## ABOUT THIS TASK
Below are the records; copy exactly the stretch from the line containing "positive clicks: (348, 247)" through the line containing "positive clicks: (8, 443) (218, 333)", both ends included, and nothing else.

Stored records
[Start of Attachment]

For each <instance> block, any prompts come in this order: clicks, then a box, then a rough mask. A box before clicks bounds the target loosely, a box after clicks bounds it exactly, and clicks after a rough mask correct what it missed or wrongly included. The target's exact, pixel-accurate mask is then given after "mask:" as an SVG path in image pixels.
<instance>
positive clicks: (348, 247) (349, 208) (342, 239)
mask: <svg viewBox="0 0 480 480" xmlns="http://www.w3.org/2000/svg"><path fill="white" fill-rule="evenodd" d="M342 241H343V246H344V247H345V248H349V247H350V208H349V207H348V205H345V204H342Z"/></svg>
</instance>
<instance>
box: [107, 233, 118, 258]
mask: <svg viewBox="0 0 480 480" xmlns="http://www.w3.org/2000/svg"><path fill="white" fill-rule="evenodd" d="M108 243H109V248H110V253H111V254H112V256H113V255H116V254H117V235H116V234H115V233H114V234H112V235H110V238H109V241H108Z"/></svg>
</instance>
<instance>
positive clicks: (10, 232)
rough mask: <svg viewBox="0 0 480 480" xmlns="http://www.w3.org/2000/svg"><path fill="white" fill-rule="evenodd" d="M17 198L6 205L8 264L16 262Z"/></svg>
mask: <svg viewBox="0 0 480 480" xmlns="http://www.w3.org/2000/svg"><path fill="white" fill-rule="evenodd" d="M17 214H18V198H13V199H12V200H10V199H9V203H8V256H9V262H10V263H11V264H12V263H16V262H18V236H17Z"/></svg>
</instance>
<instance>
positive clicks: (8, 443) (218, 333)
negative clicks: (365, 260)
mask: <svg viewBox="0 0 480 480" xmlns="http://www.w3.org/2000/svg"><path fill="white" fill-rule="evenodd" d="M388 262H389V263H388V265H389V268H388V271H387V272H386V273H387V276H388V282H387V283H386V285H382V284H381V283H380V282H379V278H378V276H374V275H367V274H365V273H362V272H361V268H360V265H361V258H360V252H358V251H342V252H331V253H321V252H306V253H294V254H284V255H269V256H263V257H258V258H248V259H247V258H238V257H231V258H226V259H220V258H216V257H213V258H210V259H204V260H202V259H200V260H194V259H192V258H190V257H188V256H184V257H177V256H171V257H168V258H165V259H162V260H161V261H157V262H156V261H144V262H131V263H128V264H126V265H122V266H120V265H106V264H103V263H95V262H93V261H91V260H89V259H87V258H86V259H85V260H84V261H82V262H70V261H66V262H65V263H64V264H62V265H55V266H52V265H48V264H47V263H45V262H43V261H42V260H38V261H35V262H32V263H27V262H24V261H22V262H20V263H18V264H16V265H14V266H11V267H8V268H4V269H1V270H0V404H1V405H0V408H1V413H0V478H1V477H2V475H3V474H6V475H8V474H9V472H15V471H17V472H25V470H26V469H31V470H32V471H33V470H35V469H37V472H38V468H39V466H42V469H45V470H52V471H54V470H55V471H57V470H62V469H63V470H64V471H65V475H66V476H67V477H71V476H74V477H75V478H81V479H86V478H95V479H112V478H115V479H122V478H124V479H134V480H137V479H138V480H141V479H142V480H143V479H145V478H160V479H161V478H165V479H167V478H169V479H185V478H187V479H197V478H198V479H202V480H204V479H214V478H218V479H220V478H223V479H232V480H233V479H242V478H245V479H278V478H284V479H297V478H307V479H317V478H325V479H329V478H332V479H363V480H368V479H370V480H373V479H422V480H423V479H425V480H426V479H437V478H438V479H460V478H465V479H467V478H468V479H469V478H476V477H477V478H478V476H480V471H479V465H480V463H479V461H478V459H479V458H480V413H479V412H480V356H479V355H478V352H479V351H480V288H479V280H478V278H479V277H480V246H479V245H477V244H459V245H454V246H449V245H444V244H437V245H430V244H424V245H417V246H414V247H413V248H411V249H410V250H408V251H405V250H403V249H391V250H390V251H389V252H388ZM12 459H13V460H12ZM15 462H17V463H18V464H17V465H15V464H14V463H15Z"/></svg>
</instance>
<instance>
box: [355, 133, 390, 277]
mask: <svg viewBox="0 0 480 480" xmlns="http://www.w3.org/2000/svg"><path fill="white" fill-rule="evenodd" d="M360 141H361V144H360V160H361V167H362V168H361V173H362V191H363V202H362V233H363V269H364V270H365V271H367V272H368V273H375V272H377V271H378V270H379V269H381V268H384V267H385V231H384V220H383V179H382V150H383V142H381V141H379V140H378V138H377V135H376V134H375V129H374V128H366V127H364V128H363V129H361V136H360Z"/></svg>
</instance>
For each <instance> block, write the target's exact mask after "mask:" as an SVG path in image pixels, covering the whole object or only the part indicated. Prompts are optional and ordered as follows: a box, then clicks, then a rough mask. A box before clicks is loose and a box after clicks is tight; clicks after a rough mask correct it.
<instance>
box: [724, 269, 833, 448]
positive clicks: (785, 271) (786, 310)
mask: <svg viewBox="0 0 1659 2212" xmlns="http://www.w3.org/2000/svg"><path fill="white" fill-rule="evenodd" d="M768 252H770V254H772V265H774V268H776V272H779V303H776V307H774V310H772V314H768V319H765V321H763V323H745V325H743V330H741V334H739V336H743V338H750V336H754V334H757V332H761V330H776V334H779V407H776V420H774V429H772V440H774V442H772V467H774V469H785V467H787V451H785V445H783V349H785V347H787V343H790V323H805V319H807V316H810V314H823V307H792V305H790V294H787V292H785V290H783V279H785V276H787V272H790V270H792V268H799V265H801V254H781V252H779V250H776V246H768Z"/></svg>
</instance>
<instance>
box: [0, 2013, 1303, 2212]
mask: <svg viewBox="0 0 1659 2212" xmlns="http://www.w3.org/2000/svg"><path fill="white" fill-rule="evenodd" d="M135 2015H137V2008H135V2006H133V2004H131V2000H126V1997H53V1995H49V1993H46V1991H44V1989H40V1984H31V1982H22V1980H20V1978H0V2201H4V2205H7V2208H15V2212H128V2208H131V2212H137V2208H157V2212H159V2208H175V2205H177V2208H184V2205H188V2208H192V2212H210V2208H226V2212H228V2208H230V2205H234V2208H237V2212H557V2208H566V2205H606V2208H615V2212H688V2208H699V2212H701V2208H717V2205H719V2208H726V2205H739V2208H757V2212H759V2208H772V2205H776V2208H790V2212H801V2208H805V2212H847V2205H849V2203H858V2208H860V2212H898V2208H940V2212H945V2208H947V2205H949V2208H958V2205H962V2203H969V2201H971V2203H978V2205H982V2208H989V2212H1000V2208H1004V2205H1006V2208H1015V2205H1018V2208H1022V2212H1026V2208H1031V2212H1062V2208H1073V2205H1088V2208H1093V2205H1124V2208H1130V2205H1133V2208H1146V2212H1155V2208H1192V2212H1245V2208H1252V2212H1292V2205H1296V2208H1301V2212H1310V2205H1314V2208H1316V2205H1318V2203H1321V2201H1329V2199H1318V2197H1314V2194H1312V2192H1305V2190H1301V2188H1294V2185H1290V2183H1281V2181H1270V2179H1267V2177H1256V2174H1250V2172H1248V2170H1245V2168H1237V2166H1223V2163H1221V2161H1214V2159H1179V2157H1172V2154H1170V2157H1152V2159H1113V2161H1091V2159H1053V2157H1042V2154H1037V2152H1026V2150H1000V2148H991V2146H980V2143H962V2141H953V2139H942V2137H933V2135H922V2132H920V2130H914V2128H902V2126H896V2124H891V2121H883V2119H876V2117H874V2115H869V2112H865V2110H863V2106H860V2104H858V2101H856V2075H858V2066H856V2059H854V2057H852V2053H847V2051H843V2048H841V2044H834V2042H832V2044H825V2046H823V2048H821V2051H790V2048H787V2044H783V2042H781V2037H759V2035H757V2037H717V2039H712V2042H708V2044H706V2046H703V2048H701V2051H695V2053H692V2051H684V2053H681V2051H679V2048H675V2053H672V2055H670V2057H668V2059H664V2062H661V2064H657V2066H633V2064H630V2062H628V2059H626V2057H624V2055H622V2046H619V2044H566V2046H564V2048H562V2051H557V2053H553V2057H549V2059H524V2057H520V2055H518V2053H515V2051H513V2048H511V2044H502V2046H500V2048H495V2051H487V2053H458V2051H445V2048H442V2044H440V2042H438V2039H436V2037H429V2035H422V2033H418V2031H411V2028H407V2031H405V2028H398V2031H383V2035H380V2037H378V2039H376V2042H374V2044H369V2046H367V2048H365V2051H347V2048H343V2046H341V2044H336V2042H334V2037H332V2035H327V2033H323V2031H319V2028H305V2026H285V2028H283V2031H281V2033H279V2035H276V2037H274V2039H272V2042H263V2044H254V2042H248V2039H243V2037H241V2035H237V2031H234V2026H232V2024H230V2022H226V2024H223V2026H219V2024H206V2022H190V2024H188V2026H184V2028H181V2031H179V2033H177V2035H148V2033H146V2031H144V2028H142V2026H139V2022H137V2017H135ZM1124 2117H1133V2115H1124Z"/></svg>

[End of Attachment]

## RESULT OF THE EXERCISE
positive clicks: (348, 247) (349, 208) (342, 239)
mask: <svg viewBox="0 0 480 480" xmlns="http://www.w3.org/2000/svg"><path fill="white" fill-rule="evenodd" d="M342 241H343V246H344V247H345V248H349V247H350V208H349V207H348V205H345V204H342Z"/></svg>
</instance>
<instance>
box: [107, 233, 118, 258]
mask: <svg viewBox="0 0 480 480" xmlns="http://www.w3.org/2000/svg"><path fill="white" fill-rule="evenodd" d="M108 243H109V248H110V253H111V254H112V256H113V255H116V254H117V235H116V234H115V233H114V234H112V235H110V238H109V241H108Z"/></svg>
</instance>
<instance>
positive clicks: (10, 232)
rough mask: <svg viewBox="0 0 480 480" xmlns="http://www.w3.org/2000/svg"><path fill="white" fill-rule="evenodd" d="M17 198L6 205L8 264L16 262Z"/></svg>
mask: <svg viewBox="0 0 480 480" xmlns="http://www.w3.org/2000/svg"><path fill="white" fill-rule="evenodd" d="M17 214H18V198H13V199H12V200H10V199H9V203H8V256H9V262H10V263H11V264H12V263H16V262H18V236H17Z"/></svg>
</instance>
<instance>
positive clicks: (8, 443) (218, 333)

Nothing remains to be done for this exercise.